══ Document section ══
SPOILER ALERT: This story contains spoilers for “Treasure Protectors,” the season finale of “National Treasure: Edge of History,” now streaming on Disney+.

In the first “National Treasure” movie, Nicolas Cage’s Ben Gates justifies stealing the Declaration of Independence by telling the authorities he is a treasure protector — but that was so 2004.

In the Disney+ spinoff series “National Treasure: Edge of History,” the latest threat to this country’s lost history is from treasure destroyers, specifically a group known as Cras Est Nostrum (“Tomorrow is ours,” for those who didn’t take Latin). This faction hunts down and destroys treasure to avoid the messy business of having to rewrite history.

Billie (Catherine Zeta-Jones) and her specific brand of brute force has been the group’s muscle this season in pursuing Montezuma’s Treasure, which she calls a “political powderkeg” if found. And in this week’s season finale, she deciphers the final clue by kidnapping Jess (Lisette Olivera) and her father Rafael (Jacob Vargas), and dragging them through Louisiana’s treacherous Devil’s Swamp Lake –– where the Daughters of the Plumed Serpent hid the treasure 500 years ago.
═══
══ Given data ══
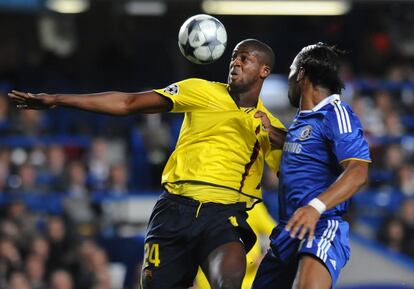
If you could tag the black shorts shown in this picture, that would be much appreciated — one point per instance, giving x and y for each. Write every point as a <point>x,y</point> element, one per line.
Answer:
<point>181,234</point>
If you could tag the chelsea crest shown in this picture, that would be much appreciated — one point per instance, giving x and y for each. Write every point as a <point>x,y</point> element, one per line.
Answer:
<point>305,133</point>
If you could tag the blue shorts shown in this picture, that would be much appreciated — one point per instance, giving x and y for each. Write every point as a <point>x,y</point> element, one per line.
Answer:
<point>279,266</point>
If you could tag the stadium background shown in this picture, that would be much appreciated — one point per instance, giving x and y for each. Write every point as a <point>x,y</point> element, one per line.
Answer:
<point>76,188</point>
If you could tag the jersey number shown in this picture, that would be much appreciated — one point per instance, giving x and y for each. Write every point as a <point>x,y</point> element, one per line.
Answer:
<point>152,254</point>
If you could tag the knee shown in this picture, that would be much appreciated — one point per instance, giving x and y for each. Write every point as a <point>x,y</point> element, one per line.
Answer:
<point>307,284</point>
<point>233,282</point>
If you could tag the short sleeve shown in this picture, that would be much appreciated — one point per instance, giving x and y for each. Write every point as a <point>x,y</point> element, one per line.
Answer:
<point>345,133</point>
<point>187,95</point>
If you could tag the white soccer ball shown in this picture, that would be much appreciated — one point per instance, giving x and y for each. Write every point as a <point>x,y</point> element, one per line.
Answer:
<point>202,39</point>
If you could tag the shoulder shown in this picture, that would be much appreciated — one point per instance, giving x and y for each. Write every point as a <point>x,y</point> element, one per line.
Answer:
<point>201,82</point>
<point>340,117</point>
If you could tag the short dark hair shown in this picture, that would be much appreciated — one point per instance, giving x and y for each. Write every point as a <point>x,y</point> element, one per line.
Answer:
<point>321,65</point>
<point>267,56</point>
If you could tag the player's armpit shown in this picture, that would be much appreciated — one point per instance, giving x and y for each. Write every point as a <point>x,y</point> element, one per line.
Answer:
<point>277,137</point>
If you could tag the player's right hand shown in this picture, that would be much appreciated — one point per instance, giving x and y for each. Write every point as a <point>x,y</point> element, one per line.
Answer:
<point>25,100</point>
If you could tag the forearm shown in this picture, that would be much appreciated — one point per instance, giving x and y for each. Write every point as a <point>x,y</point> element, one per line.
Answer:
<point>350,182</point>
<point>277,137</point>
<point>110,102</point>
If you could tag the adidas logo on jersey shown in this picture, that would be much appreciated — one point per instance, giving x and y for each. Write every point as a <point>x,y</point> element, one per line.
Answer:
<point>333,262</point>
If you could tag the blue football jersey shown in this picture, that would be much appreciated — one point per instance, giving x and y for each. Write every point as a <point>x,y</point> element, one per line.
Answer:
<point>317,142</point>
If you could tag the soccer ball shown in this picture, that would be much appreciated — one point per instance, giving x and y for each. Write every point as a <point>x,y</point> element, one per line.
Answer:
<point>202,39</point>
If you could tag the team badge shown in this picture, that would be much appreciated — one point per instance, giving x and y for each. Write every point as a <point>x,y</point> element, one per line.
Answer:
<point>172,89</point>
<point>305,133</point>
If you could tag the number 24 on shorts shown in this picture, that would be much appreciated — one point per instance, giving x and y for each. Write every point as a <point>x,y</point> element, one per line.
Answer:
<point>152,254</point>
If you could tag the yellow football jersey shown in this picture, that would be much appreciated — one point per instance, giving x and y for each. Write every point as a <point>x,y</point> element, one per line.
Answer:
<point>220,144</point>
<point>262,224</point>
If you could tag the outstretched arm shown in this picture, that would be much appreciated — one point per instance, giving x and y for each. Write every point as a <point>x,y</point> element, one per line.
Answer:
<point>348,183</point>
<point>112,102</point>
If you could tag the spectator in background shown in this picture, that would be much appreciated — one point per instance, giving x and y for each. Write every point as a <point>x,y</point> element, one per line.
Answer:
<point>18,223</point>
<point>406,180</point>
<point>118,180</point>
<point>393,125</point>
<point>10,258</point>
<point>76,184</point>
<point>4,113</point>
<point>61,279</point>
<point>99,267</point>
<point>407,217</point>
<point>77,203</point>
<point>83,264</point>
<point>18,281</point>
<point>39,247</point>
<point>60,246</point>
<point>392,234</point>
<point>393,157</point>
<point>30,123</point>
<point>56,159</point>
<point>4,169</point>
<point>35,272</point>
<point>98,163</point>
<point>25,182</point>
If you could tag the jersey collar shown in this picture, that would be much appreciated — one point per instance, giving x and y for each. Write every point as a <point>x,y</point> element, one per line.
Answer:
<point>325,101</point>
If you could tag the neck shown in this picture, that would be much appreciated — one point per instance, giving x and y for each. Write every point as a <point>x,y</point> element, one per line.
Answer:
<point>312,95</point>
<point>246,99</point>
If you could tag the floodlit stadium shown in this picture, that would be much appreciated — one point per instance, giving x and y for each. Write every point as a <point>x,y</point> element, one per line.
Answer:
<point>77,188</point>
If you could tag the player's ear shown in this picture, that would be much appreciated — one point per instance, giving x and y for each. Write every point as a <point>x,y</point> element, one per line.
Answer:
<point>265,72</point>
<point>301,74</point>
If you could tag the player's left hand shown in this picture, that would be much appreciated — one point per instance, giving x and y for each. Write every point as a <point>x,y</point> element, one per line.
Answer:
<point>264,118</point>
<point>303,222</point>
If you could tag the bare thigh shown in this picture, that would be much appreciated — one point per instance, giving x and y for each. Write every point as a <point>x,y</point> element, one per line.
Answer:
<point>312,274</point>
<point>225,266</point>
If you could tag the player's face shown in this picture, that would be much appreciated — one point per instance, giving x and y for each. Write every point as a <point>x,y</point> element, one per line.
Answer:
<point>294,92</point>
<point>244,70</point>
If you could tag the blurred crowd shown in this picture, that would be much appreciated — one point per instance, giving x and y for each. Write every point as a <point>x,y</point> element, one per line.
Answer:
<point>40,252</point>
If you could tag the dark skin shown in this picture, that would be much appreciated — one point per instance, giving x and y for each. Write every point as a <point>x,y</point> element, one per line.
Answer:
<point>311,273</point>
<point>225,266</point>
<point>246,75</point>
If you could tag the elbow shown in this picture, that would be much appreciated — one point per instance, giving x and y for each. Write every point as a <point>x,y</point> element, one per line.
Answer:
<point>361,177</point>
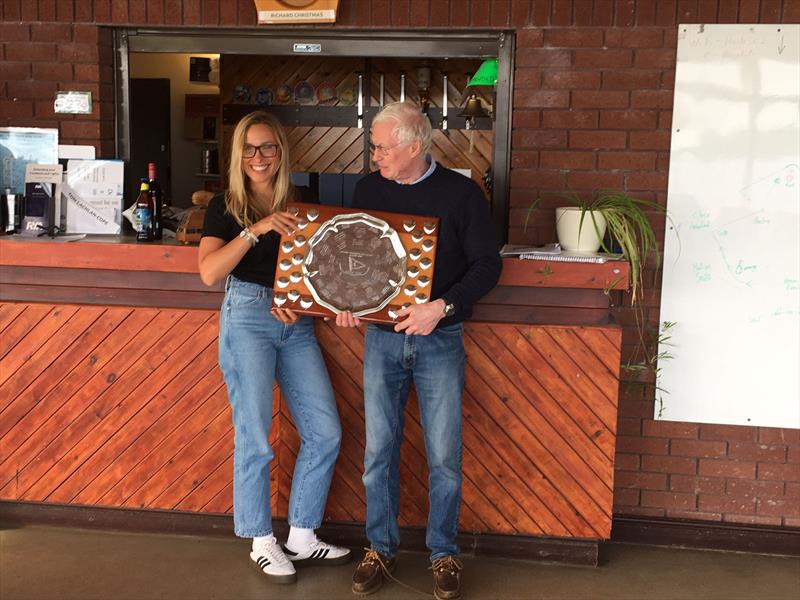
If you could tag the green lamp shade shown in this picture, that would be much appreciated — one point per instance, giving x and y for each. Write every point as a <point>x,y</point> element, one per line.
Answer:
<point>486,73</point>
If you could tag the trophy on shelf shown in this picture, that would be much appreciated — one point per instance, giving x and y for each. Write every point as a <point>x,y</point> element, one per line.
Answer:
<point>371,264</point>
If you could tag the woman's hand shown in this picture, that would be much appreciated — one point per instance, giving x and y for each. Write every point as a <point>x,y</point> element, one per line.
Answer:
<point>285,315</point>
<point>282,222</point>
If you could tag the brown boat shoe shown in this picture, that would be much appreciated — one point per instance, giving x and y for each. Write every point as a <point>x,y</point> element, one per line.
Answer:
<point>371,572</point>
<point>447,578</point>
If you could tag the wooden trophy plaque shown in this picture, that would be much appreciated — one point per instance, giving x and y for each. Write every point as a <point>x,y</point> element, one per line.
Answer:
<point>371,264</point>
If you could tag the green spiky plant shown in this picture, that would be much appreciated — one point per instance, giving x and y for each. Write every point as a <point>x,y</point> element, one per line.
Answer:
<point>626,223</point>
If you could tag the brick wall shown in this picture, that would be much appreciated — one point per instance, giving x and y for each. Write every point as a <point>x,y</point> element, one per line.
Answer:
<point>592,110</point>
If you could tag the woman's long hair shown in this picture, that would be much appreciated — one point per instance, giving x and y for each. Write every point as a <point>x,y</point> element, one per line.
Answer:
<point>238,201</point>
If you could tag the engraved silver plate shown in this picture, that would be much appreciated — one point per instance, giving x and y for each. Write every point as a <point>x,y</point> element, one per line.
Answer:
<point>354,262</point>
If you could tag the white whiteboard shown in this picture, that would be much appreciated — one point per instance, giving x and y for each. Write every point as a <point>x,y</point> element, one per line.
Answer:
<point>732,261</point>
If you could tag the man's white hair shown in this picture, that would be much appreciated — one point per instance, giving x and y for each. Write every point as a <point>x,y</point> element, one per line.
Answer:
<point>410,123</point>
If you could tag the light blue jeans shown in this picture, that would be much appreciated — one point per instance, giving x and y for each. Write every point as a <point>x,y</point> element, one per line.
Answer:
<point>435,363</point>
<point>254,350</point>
═══
## Objective
Repeat word for word the passage of the article on the series season finale, starting with "In the Disney+" and going on through "500 years ago.". These rows were drawn from a separate source.

## Worked answer
In the Disney+ spinoff series “National Treasure: Edge of History,” the latest threat to this country’s lost history is from treasure destroyers, specifically a group known as Cras Est Nostrum (“Tomorrow is ours,” for those who didn’t take Latin). This faction hunts down and destroys treasure to avoid the messy business of having to rewrite history.

Billie (Catherine Zeta-Jones) and her specific brand of brute force has been the group’s muscle this season in pursuing Montezuma’s Treasure, which she calls a “political powderkeg” if found. And in this week’s season finale, she deciphers the final clue by kidnapping Jess (Lisette Olivera) and her father Rafael (Jacob Vargas), and dragging them through Louisiana’s treacherous Devil’s Swamp Lake –– where the Daughters of the Plumed Serpent hid the treasure 500 years ago.